**Task statement:**
Gather every line below that contains the string "dirt", matching its case exactly.
[Start]
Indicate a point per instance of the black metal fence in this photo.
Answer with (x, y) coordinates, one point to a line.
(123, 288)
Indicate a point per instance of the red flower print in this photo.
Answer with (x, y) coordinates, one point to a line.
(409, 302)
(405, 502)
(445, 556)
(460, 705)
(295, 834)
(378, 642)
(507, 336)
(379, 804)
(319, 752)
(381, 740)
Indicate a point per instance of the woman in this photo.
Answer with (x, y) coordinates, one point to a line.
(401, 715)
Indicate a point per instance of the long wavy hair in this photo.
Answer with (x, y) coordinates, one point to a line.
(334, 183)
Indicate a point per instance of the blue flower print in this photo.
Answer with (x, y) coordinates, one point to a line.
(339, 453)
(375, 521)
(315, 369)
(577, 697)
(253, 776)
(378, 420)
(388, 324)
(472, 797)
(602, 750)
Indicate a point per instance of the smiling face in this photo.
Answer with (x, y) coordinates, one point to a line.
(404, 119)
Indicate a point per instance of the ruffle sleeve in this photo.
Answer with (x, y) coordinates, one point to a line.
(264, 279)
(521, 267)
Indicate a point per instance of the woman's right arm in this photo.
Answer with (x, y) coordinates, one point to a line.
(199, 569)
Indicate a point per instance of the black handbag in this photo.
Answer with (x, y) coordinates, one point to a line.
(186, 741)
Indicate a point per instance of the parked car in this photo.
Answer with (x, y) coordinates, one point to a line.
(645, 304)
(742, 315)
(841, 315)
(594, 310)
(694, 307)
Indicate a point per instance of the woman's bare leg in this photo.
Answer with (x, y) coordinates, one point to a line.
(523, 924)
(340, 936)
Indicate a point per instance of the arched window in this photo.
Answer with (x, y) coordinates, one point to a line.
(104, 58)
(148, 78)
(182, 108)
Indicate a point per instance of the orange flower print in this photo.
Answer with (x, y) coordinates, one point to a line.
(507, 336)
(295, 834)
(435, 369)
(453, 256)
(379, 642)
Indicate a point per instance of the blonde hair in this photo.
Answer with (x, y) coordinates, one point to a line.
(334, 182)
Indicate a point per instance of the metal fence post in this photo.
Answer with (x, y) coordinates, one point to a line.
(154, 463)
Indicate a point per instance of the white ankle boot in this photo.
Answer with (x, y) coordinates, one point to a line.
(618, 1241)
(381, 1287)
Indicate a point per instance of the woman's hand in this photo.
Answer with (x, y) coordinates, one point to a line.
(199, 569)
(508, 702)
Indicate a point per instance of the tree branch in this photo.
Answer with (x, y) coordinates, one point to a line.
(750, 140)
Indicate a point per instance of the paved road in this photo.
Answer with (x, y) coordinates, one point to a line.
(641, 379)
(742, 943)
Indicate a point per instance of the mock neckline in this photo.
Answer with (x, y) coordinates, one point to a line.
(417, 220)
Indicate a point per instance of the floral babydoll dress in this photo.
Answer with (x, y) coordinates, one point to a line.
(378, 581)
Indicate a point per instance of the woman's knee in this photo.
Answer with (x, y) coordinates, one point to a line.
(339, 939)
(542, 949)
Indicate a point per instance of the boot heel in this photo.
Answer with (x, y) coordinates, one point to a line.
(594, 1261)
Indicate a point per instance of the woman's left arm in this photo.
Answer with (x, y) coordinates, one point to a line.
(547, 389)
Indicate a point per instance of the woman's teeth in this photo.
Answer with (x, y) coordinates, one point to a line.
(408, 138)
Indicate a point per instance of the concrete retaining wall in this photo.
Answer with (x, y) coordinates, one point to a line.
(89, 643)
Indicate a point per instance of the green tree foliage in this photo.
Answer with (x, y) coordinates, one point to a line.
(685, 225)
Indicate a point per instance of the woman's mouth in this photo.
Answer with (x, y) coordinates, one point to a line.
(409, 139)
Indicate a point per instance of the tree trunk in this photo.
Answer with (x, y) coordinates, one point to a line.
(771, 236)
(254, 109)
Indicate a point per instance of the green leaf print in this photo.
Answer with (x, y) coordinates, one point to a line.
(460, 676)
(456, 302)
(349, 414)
[End]
[Start]
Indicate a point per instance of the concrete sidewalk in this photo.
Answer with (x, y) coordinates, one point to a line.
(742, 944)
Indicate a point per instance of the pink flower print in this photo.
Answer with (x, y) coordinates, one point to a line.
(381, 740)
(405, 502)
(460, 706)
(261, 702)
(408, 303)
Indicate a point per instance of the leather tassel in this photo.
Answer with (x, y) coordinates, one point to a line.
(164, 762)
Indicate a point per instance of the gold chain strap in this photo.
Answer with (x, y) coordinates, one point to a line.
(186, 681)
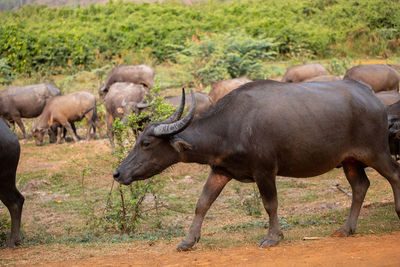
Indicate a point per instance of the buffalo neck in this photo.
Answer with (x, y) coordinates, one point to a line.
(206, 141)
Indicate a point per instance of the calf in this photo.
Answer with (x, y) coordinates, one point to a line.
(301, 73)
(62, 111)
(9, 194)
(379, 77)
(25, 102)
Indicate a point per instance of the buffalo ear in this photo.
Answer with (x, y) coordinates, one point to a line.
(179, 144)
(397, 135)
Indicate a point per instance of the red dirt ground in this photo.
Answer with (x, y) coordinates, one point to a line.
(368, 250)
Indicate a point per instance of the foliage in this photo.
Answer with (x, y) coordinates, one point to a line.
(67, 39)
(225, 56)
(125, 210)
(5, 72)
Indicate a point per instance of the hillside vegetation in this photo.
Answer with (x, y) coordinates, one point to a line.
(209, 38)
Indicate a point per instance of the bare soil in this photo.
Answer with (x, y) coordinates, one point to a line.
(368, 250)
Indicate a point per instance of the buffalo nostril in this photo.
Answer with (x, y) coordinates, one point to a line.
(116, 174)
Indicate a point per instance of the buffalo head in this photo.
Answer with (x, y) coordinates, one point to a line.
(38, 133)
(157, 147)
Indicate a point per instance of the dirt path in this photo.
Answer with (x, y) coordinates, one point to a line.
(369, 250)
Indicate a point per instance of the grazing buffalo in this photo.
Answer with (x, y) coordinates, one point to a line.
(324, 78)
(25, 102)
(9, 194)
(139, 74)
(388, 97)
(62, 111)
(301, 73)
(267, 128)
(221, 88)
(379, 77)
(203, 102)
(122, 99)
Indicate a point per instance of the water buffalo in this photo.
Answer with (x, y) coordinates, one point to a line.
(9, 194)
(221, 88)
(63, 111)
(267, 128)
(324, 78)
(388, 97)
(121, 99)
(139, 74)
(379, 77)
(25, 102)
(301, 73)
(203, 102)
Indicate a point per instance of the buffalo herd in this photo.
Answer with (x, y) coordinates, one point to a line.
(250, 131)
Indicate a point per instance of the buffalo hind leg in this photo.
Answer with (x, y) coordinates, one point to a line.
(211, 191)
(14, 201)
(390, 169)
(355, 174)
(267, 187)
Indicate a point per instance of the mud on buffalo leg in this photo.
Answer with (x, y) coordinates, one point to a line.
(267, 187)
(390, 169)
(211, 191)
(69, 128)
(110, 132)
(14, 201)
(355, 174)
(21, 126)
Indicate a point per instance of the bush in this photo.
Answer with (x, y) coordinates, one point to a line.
[End]
**The answer:**
Indicate a point per instance of the red dirt ground in this photo.
Indicate a point per instance of the dirt path in this photo.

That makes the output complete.